Records in a dataset:
****
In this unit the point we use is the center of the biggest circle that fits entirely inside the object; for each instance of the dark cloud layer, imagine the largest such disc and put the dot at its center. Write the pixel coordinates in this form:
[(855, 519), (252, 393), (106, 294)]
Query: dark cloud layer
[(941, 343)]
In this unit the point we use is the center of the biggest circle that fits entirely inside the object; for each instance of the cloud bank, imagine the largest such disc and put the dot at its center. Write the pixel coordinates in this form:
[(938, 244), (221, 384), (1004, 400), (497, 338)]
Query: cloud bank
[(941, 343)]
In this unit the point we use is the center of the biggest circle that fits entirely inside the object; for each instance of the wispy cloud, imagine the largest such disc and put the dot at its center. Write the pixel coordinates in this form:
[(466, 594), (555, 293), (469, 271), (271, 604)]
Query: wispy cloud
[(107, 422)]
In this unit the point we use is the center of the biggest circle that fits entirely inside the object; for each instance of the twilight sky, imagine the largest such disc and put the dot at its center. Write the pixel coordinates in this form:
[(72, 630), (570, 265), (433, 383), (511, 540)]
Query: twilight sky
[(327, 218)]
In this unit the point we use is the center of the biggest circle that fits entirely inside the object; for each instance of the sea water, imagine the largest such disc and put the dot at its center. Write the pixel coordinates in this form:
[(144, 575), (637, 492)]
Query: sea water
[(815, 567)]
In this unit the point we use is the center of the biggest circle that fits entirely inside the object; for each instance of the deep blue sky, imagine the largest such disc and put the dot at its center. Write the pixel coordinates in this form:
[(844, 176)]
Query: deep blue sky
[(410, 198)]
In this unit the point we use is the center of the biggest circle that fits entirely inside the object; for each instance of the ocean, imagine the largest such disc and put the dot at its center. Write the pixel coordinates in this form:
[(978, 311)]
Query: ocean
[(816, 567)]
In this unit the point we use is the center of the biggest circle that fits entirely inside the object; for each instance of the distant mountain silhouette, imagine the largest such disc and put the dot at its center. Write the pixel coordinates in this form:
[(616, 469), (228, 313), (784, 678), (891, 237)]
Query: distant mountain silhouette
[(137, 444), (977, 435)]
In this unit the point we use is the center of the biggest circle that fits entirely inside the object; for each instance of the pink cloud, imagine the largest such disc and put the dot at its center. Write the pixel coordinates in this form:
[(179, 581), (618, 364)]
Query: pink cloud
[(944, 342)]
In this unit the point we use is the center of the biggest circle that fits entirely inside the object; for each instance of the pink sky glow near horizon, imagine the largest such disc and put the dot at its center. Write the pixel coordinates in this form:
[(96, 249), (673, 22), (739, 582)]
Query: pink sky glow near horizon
****
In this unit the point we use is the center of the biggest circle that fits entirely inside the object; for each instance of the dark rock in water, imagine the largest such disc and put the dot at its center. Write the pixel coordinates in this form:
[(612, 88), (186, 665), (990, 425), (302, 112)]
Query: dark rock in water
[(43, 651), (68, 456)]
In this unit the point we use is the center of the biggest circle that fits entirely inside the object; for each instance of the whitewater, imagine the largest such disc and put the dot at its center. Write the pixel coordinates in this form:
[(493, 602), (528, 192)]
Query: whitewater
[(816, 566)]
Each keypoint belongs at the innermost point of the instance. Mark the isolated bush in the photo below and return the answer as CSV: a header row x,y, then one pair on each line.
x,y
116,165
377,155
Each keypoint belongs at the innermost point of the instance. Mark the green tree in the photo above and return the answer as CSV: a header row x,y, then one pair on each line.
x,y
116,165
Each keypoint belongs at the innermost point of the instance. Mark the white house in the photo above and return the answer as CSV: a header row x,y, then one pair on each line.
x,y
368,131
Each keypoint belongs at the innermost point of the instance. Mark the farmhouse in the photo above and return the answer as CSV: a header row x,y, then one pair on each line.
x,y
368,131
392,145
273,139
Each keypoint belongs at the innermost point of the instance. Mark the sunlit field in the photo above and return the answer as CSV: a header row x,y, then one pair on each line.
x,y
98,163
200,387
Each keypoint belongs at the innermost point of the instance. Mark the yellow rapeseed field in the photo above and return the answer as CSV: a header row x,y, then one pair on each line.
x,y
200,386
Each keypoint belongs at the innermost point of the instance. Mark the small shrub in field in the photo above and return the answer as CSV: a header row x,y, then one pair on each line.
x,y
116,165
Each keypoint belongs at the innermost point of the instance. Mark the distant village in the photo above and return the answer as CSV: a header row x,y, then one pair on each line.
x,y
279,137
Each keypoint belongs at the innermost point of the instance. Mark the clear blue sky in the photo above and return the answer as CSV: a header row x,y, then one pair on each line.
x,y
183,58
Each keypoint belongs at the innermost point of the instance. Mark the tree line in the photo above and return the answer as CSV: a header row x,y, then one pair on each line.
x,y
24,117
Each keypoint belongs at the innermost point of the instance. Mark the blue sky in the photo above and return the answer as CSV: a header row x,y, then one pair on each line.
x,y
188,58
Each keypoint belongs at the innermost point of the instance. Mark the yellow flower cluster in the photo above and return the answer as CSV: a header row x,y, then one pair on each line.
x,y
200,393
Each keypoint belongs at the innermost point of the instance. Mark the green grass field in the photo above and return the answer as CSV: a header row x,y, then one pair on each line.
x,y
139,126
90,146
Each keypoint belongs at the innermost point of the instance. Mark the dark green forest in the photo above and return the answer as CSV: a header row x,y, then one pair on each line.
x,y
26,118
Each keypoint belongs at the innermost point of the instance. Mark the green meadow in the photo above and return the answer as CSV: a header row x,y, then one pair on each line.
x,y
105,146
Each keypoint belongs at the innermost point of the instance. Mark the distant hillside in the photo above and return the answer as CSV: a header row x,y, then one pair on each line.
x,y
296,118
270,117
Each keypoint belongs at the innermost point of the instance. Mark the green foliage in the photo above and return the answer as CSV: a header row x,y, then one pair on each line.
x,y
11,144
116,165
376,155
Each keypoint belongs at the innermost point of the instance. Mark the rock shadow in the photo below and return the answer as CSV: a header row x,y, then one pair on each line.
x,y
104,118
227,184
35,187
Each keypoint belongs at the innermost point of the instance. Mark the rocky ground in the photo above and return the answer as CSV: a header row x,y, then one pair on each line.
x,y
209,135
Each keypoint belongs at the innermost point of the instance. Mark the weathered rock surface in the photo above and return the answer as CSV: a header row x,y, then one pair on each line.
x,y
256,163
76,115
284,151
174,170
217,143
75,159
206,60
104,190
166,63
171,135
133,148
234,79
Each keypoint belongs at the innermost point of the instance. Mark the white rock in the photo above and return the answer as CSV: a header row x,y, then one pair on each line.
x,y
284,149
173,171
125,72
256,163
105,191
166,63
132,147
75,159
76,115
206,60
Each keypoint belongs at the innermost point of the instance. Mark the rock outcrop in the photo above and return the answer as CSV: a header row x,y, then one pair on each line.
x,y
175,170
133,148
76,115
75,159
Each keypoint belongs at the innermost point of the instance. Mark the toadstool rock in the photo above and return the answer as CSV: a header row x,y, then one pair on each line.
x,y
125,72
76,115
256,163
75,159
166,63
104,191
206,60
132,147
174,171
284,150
****
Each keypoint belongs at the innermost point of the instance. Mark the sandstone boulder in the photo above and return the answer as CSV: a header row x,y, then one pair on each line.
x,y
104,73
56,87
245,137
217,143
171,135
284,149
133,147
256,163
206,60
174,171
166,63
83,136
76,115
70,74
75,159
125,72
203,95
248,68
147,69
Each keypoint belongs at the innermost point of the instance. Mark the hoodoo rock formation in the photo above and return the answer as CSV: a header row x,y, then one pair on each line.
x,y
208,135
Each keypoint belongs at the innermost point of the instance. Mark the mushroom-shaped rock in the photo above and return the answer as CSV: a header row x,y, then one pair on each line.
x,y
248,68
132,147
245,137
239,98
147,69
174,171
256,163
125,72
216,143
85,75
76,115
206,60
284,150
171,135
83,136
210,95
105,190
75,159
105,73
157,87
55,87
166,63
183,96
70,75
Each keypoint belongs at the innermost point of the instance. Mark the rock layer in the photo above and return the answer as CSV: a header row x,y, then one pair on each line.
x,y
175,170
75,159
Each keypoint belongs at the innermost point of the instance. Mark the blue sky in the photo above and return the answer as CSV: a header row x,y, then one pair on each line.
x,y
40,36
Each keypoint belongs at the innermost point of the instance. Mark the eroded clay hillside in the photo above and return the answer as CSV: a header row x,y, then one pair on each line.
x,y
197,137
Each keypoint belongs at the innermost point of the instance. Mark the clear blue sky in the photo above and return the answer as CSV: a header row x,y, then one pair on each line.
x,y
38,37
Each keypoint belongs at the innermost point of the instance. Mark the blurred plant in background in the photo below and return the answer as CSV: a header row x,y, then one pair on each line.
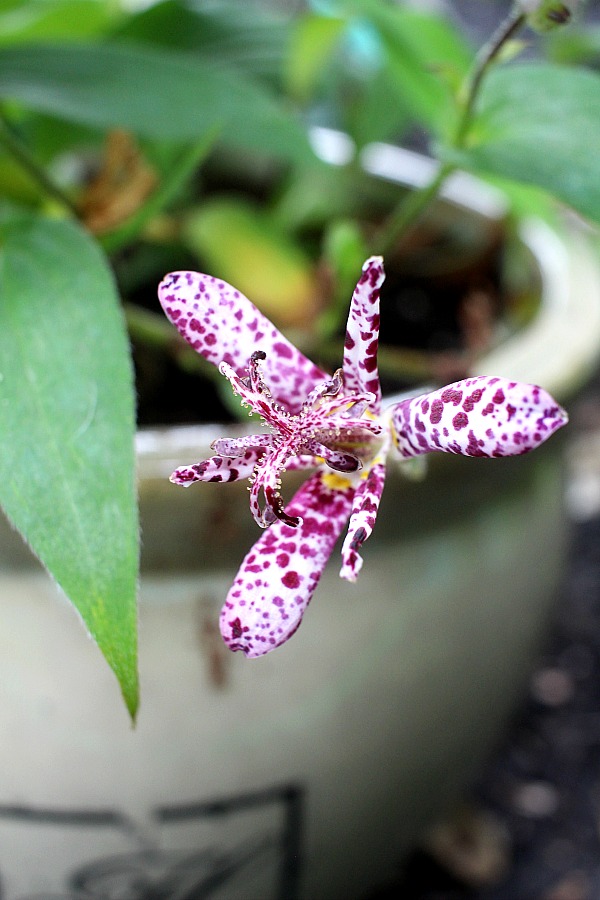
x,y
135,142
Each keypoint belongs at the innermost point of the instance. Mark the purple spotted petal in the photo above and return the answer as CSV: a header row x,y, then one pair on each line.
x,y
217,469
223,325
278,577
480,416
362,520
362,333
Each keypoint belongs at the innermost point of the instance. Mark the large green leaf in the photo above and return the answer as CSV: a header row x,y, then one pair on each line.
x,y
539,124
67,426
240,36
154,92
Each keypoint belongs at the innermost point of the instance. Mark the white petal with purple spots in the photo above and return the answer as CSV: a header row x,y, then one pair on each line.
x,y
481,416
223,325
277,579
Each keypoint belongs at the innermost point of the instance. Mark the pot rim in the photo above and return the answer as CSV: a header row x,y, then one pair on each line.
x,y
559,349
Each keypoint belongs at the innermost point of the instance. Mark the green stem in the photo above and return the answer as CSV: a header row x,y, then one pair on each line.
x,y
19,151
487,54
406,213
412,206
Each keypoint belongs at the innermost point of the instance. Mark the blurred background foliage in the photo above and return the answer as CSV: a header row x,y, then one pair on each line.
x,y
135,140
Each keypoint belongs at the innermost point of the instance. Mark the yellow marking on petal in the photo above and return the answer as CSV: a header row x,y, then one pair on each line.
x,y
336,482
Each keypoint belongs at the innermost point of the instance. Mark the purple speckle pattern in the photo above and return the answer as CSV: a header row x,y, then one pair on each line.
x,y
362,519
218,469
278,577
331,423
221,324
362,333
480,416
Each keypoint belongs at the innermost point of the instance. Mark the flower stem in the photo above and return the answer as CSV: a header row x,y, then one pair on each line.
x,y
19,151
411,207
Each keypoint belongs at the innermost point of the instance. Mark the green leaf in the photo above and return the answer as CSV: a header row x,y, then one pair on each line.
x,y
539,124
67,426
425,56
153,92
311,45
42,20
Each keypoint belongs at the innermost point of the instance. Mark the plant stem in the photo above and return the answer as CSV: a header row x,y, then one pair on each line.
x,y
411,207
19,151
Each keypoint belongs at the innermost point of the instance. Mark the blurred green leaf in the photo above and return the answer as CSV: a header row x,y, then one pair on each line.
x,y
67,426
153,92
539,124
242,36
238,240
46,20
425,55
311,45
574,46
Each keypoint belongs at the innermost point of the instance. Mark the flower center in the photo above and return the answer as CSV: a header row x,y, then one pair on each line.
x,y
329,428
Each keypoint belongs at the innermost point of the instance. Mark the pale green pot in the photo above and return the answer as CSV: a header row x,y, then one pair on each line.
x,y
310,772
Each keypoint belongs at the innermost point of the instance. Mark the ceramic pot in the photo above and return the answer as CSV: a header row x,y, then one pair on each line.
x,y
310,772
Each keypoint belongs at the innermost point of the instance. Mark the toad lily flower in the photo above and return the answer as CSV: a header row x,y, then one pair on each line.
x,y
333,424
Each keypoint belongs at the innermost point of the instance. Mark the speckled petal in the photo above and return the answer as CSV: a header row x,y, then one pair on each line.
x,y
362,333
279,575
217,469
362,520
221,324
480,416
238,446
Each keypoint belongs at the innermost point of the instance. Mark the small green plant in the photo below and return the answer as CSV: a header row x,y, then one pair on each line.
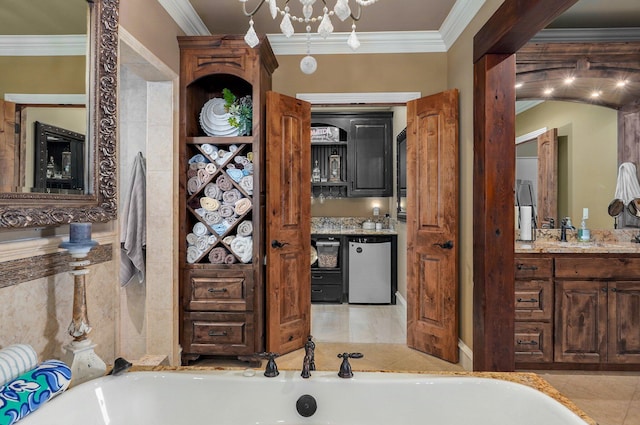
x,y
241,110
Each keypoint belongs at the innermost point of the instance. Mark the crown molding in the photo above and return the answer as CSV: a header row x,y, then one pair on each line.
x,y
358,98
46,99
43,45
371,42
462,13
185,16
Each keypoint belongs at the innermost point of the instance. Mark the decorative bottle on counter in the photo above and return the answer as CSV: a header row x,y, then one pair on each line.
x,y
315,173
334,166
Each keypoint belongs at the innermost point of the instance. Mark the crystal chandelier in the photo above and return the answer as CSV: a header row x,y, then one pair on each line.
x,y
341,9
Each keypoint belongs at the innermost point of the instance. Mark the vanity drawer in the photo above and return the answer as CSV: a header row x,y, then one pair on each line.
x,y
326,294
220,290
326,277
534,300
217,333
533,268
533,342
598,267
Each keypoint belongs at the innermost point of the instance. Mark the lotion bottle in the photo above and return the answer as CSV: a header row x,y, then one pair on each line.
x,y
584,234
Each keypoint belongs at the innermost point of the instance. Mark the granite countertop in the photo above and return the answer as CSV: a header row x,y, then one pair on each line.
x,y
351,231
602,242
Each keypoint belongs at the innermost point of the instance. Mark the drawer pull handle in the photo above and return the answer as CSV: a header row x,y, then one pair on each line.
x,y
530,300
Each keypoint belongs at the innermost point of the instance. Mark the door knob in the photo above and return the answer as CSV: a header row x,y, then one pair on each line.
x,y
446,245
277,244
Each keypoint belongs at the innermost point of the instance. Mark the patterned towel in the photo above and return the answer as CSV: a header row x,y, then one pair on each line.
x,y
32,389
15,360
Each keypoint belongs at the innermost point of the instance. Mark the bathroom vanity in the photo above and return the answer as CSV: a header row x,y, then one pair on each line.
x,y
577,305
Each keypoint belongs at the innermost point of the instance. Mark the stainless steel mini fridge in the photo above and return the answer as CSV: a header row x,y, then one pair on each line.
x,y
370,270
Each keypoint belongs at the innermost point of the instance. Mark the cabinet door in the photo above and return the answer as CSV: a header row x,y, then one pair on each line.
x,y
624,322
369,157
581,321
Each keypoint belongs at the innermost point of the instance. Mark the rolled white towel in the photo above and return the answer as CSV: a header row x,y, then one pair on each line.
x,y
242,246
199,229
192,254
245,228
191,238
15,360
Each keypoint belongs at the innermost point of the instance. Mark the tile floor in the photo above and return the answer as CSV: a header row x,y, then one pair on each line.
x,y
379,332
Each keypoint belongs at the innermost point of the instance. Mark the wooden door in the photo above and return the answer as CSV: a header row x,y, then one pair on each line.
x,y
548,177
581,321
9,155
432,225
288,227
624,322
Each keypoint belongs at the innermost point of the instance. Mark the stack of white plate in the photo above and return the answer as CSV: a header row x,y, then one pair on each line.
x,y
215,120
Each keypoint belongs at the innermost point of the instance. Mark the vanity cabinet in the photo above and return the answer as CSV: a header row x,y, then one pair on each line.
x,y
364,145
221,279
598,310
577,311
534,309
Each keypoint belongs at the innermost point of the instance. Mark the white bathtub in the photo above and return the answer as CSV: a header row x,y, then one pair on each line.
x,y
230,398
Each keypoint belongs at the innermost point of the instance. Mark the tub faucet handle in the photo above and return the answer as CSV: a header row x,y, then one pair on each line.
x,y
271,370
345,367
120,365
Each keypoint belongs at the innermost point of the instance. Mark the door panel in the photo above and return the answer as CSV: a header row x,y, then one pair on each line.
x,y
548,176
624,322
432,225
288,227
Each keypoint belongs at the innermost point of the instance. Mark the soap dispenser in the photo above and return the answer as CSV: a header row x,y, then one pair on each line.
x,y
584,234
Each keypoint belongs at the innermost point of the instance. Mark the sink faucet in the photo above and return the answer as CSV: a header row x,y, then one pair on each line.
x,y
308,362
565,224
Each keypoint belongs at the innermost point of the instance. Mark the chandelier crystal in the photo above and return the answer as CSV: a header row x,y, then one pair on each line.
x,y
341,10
****
**TASK DESCRIPTION**. Rewrite the part of the records that opens with the line containing "the dark cloud" and closes with the line containing "[(107, 422)]", swapping "Query" for "Target" and leaving everything else unchanged.

**IN RESPONSE**.
In this unit the point we use is the center of the biggest circle that fits entirely inside the object; for each instance of the dark cloud layer, imagine the largest such disc and put the dot at its center. Write the pixel coordinates in this form:
[(855, 519), (252, 393), (106, 294)]
Target: dark cloud layer
[(941, 343)]
In this unit the point we use is the center of the biggest circle that fits entirely inside the object; for each instance of the cloud bank, imagine the largest such disc and put the dot at its center. Write the pixel coordinates in this form:
[(938, 244), (221, 384), (1004, 400), (497, 338)]
Target: cloud bank
[(941, 343)]
In this unit the point we use is the center of the biggest circle that fits entirely inside the object; for each instance of the wispy cloud, imagine the largest such disc and put the dot at its center. Write the pixel coordinates in this form:
[(466, 594), (555, 293), (469, 271), (271, 604)]
Target: wispy cloud
[(107, 422)]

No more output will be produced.